The Conversation(s)

Recently, I read an interesting article in an online newspaper called the Conversation. Incidentally, this was the first article I have read in the aforementioned source. First, let me tell you a little about the article and the other good stuff you can find through the same source. Then I want to write a bit more about how I came to learn about one of Australia’s fastest growing alternative newspapers.

According to the Conversation, research suggests that high levels of testosterone are a key factor in the higher incidence of schizophrenia in men rather than women. This is common sense, I guess. However, other research relates higher levels of testosterone to higher cognitive performance within the schizophrenic community. This, to me, poses an interesting question. To what degree should we seek to “cure” something that obviously provides benefits of some sort to the affected individual. This is an interesting philosophical question and one that Kay Redfield Japmison addresses in her memoir, An Unquiet Mind. For those of you who don’t know Jamison is both a leading neoroscience researcher and an individual with Bipolar Disorder. In her memoir, Jamison writes about how painful the decision was to begin taking lithium. (At least that’s part of what I remember from the book).

◆ **INFORMATION GIVEN**:

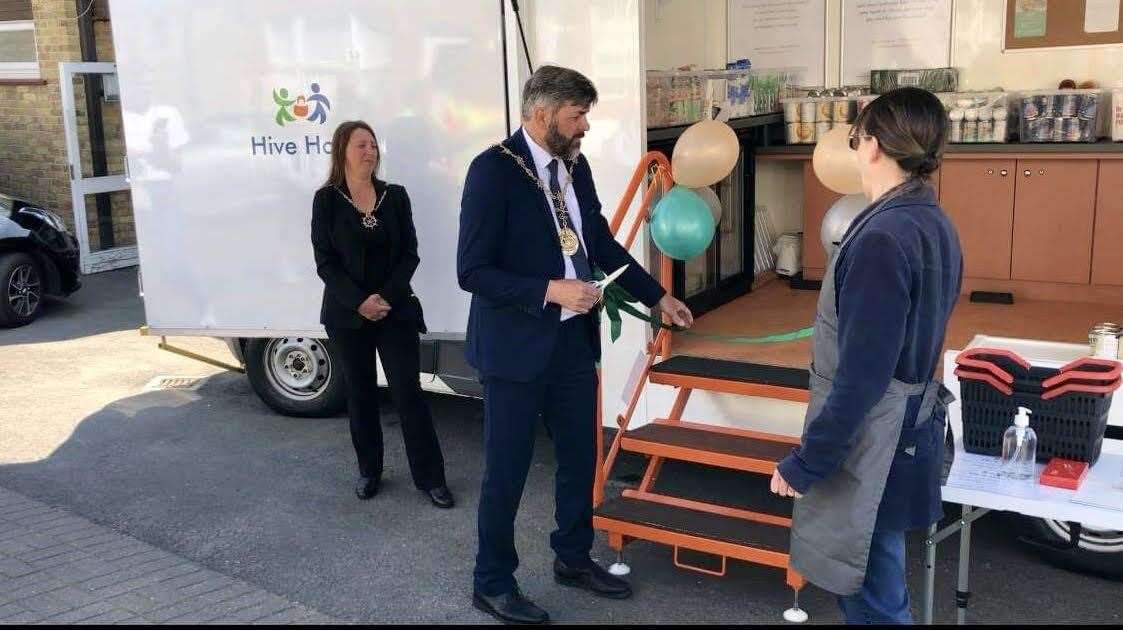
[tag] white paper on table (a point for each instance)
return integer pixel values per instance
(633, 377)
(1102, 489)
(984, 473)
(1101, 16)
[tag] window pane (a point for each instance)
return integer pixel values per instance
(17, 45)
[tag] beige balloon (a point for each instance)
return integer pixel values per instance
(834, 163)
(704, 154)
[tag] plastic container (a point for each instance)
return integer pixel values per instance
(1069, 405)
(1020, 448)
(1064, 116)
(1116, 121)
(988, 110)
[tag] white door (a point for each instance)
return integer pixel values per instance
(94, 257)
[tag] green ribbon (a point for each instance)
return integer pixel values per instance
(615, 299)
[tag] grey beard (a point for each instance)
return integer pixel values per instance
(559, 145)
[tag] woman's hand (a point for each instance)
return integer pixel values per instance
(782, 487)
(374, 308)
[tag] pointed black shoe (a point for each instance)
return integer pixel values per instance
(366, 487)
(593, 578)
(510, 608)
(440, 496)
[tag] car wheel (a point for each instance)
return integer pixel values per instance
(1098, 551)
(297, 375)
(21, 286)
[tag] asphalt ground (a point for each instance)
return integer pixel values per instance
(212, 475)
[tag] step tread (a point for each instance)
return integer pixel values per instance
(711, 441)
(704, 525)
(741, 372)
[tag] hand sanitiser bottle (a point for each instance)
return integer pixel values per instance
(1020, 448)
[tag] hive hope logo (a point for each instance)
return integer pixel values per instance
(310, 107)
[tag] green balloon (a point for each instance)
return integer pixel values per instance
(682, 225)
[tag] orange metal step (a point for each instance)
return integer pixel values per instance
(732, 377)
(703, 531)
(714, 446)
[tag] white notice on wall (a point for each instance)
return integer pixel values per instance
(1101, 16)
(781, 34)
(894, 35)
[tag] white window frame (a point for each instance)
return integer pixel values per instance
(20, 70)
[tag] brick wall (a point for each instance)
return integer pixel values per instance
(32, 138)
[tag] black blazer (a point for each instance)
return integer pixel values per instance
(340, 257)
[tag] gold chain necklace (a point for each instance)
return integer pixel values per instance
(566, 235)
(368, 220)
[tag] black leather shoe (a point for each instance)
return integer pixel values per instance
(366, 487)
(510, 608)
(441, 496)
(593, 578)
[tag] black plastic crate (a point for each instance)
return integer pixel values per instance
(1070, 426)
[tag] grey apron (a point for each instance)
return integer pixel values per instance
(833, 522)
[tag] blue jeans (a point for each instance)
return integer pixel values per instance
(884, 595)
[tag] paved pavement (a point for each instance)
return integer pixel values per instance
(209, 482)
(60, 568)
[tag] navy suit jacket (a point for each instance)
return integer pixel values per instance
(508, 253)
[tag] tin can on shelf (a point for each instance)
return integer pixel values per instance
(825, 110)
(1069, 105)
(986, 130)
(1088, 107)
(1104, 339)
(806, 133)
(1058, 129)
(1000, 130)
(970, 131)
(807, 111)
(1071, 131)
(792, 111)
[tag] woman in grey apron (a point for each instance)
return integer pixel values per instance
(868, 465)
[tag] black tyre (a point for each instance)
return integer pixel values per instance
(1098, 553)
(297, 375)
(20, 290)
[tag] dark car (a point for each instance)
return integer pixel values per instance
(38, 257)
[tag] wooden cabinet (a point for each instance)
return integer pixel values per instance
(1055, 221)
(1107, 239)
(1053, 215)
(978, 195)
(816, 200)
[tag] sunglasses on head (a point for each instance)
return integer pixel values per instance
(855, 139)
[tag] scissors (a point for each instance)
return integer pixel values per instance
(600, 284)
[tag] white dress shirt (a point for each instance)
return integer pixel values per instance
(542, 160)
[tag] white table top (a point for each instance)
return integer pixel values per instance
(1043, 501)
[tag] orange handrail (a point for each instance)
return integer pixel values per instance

◆ **EXERCISE REQUIREMENTS**:
a. In the post on the Conversation, what did Jamison find it painful to begin taking, according to her memoir?
b. Output the passage of the post on the Conversation starting at "According to the" and ending at "from the book).".
The lines can be ignored here.

◆ **WRITTEN ANSWERS**:
a. Lithium.

b.
According to the Conversation, research suggests that high levels of testosterone are a key factor in the higher incidence of schizophrenia in men rather than women. This is common sense, I guess. However, other research relates higher levels of testosterone to higher cognitive performance within the schizophrenic community. This, to me, poses an interesting question. To what degree should we seek to “cure” something that obviously provides benefits of some sort to the affected individual. This is an interesting philosophical question and one that Kay Redfield Japmison addresses in her memoir, An Unquiet Mind. For those of you who don’t know Jamison is both a leading neoroscience researcher and an individual with Bipolar Disorder. In her memoir, Jamison writes about how painful the decision was to begin taking lithium. (At least that’s part of what I remember from the book).